En même temps, je voudrais exhorter tous les pays fondés sur la nationalisation des moyens de production à revenir sur la voie d’un véritable socialisme basé sur la liberté et la démocratie ouvrière et à rétablir pleinement la vérité historique.
Après la grande victoire en Russie, en octobre 1917, de la première révolution socialiste prolétarienne du monde, menée avec succès par le parti bolchevique avec Lénine et Trotsky à sa tête, le processus de progrès historique a été momentanément arrêté, la révolution étant confinée dans les limites de ses frontières nationales. Dans un contexte de pénurie et d’arriération énormes, cette situation a donné naissance à la contre-révolution dirigée par Joseph Staline.
Celle-ci a engendré l’une des tyrannies les plus barbares des annales de l’histoire qui est devenue un obstacle colossal à l’avènement d’un véritable socialisme sur notre planète. Pour retrouver la voie du socialisme authentique, il est indispensable de dénoncer sans réserve les mensonges, les falsifications, les trahisons, la tyrannie et les crimes du régime stalinien.
Le silence est synonyme de complicité. Ces méthodes et procédures, plus appropriées à l’inquisition et au tsarisme qu’aux idéaux du marxisme, doivent être éliminées. Parmi les innombrables trahisons et crimes du régime stalinien contre le socialisme et l’humanité, il faut citer les suivants :
L’abolition de toute liberté d’expression, de la démocratie et du pouvoir politique de la classe ouvrière au sein de l’Union soviétique.
L’imposition d’un système de mensonges et de calomnies à tous les niveaux, et la falsification de l’histoire comme « méthode générale ».
L’abandon de l’internationalisme et la trahison de la classe ouvrière, en concluant des accords et des alliances avec ses ennemis les plus vicieux – Tchang Kaï-chek, Hitler, Batista et d’autres.
L’envoi de dix à quinze millions de citoyens soviétiques comme esclaves dans des camps de travail forcé dans les régions les plus inhospitalières de l’Union soviétique. Ce travail forcé, utilisé pour les grands travaux d’infrastructure du pays, constituait un pilier important de l’économie russe de l’époque.

Série de consignes
A: Dans le texte sur le régime stalinien, combien de citoyens soviétiques ont été envoyés dans des camps de travail forcé ?
B: Traduisez en anglais cette phrase du texte sur le régime stalinien : « Ces méthodes et procédures, plus appropriées à l’inquisition et au tsarisme qu’aux idéaux du marxisme, doivent être éliminées. »
C: Poursuivez le texte sur le régime stalinien à partir de sa dernière phrase.

Matériel fourni
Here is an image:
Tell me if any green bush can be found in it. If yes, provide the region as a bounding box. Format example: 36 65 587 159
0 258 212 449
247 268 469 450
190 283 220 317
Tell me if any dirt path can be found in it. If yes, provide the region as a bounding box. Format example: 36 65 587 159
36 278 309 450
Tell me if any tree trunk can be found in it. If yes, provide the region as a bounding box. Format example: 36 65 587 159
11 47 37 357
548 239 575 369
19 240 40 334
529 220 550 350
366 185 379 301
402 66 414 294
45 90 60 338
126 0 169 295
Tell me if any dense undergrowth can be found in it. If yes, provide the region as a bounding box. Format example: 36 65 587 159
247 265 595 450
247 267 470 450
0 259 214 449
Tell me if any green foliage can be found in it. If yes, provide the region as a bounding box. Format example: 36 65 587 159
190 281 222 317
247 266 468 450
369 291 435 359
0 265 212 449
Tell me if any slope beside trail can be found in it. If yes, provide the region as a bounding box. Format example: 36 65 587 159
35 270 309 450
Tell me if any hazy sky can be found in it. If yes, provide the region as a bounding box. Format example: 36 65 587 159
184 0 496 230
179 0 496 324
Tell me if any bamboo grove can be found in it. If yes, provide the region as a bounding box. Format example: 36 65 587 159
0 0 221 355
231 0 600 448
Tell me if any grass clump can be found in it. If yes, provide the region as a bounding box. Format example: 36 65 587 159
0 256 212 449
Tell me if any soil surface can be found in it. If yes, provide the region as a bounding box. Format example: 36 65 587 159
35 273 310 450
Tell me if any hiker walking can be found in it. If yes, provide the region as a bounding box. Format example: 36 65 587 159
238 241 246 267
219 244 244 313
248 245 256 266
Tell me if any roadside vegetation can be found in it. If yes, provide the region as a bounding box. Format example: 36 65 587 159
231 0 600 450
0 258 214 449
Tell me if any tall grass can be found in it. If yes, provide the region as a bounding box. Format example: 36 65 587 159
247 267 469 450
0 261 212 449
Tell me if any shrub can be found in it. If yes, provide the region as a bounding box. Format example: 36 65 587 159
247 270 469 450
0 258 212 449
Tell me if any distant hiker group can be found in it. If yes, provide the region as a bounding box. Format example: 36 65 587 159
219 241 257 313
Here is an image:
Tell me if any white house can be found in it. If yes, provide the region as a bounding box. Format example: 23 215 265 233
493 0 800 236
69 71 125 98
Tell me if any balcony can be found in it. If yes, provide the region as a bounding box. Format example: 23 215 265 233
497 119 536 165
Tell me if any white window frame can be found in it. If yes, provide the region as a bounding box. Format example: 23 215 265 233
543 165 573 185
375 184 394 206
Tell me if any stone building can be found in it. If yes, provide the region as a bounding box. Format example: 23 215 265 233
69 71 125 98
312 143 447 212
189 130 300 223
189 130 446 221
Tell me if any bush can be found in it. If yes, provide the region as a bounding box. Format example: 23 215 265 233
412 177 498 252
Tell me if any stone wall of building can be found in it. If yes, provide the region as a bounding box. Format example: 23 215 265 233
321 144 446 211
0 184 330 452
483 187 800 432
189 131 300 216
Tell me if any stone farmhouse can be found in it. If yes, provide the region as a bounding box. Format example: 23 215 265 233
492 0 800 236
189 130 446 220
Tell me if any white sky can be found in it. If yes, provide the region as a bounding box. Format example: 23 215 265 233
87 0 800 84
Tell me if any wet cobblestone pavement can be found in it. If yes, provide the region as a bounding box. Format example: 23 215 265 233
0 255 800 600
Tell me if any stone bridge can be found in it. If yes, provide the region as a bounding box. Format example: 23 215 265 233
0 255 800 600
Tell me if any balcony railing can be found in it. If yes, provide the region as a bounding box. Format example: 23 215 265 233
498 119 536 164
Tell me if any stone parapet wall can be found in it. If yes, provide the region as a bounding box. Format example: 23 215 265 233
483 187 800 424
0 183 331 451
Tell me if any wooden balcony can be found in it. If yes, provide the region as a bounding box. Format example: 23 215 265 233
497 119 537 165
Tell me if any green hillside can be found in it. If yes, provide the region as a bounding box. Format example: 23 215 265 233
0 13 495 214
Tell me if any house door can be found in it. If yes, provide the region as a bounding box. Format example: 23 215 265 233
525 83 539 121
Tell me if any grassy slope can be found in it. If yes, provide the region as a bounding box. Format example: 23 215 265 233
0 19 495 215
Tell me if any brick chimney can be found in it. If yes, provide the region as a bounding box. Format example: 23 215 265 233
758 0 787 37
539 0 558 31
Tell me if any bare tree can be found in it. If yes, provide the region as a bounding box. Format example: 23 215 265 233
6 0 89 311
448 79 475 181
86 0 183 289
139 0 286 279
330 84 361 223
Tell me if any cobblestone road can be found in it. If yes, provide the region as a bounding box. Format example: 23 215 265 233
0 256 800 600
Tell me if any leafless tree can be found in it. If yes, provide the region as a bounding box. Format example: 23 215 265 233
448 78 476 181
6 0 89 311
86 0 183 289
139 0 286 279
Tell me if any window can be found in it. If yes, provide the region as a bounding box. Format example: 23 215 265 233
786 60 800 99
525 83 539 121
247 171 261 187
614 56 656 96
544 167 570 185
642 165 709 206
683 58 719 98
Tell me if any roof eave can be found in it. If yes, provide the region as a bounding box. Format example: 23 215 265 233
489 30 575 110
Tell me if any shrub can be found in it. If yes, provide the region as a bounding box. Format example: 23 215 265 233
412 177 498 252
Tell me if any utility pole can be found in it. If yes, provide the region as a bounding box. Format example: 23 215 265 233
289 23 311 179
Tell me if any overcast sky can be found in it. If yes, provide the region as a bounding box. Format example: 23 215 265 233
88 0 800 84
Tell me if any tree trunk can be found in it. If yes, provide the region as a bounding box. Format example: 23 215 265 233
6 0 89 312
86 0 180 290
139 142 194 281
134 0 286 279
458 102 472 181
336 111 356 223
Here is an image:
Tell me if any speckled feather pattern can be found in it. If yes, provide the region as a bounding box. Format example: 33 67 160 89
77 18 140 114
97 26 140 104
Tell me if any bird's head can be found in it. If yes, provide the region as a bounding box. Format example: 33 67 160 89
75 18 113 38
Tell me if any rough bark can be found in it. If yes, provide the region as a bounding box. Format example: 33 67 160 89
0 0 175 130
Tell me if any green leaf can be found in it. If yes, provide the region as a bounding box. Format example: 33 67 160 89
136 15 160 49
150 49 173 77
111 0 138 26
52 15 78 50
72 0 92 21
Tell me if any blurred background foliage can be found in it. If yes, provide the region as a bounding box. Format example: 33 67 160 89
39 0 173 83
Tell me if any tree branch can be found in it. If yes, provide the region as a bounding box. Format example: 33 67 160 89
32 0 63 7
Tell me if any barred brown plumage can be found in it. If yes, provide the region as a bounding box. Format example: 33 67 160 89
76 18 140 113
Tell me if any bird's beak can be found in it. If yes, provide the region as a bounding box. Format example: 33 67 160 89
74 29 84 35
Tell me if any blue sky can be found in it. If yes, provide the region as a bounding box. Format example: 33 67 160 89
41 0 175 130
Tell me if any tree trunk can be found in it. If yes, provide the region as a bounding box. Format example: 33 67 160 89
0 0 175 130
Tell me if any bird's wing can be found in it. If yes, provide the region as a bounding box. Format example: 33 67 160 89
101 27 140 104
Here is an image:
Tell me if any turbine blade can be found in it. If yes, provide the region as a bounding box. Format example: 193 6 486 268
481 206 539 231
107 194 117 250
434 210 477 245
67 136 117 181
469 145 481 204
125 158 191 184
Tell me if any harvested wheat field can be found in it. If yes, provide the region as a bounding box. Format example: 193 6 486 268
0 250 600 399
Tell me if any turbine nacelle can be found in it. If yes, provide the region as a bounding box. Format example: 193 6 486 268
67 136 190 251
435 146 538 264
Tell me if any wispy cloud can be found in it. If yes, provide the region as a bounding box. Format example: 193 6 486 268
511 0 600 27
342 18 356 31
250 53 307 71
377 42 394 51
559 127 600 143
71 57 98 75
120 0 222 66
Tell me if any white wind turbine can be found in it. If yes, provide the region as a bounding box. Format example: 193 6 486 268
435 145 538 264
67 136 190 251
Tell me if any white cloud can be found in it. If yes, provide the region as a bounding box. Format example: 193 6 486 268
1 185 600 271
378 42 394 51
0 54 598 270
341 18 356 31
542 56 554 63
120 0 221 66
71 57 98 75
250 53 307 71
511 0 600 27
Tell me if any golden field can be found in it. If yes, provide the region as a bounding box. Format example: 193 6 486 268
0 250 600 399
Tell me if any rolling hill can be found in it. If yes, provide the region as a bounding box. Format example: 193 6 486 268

Réponses par ordre
A: De dix à quinze millions.

B: These methods and procedures, more fitting for the Inquisition and tsarism than for the ideals of Marxism, must be eliminated.

C:
L’extermination de tous les camarades bolcheviks de Lénine, ainsi que la destruction de larges pans du parti communiste de l’époque, jugés coupables des accusations les plus absurdes, et l’assassinat des dirigeants les plus célèbres après la farce grotesque des fameux procès de Moscou.
Le bras meurtrier de Staline s’est étendu jusqu’au Mexique pour faire taire la voix de ce marxiste révolutionnaire, proche collaborateur de Lénine et organisateur de l’Armée rouge : Léon Trotsky.
Dans sa paranoïa, Staline a même décapité l’Armée rouge en exécutant ses généraux et officiers les plus brillants et les plus expérimentés peu avant l’invasion d’Hitler. Le pays s’est ainsi retrouvé pratiquement sans défense face aux nazis, dont les armées sont parvenues sans grande difficulté à pénétrer au cœur même de la Russie, en arrivant littéralement aux portes de Moscou, infligeant des pertes colossales et des destructions sans limites. En fait, dans cette première phase de la guerre, les nazis n’ont été arrêtés que par des problèmes de logistique, dans l’immensité de la Russie soviétique, et par l’arrivée du « général hiver ». En mettant ainsi en danger la survie de l’URSS, Staline aurait dû être condamné pour crime de haute trahison. Le rôle de Léon Trotsky a été très différent lorsqu’il a créé l’Armée rouge et qu’il a mené avec succès la lutte contre les armées ennemies qui attaquaient les jeunes États soviétiques sur tous les fronts.
Un autre crime de Staline et du système qu’il incarnait a été d’étouffer l’inépuisable potentiel de créativité humaine suscité par l’enthousiasme d’une véritable société socialiste, qui a été empêchée de voir le jour.
De nombreux crimes du stalinisme ressemblent davantage à des romans d’horreur qu’à l’histoire du XXe siècle. Ces événements ont laissé derrière eux des millions de victimes innocentes qui réclament d’urgence justice devant le tribunal de l’histoire. Les noms de chacune des victimes doivent être révélés. Il ne faut plus tarder à les laver de toutes les calomnies et fausses accusations ; leurs familles doivent être indemnisées, matériellement ou moralement, pour les préjudices et les souffrances qui leur ont été si injustement infligés.
L’esprit humain est l’instrument le plus merveilleux que l’humanité possède, mais il ne peut s’épanouir dans un cachot sombre et humide. La motivation, l’information et la communication lui sont indispensables. C’est une chose que Staline n’a jamais comprise – ou peut-être qu’il ne l’a que trop bien comprise ! Pour revenir au socialisme réel, il est vital de pouvoir penser, parler et discuter librement et d’exercer le droit de décider et de voter démocratiquement à tous les niveaux de la vie soviétique.
La tâche de rétablir la vérité historique sur les protagonistes de ces luttes incombe à l’homme qui fut deux fois président du Soviet de Petrograd, collaborateur intime de Lénine, organisateur de l’Armée rouge, le révolutionnaire russe et théoricien du marxisme, Léon Trotsky.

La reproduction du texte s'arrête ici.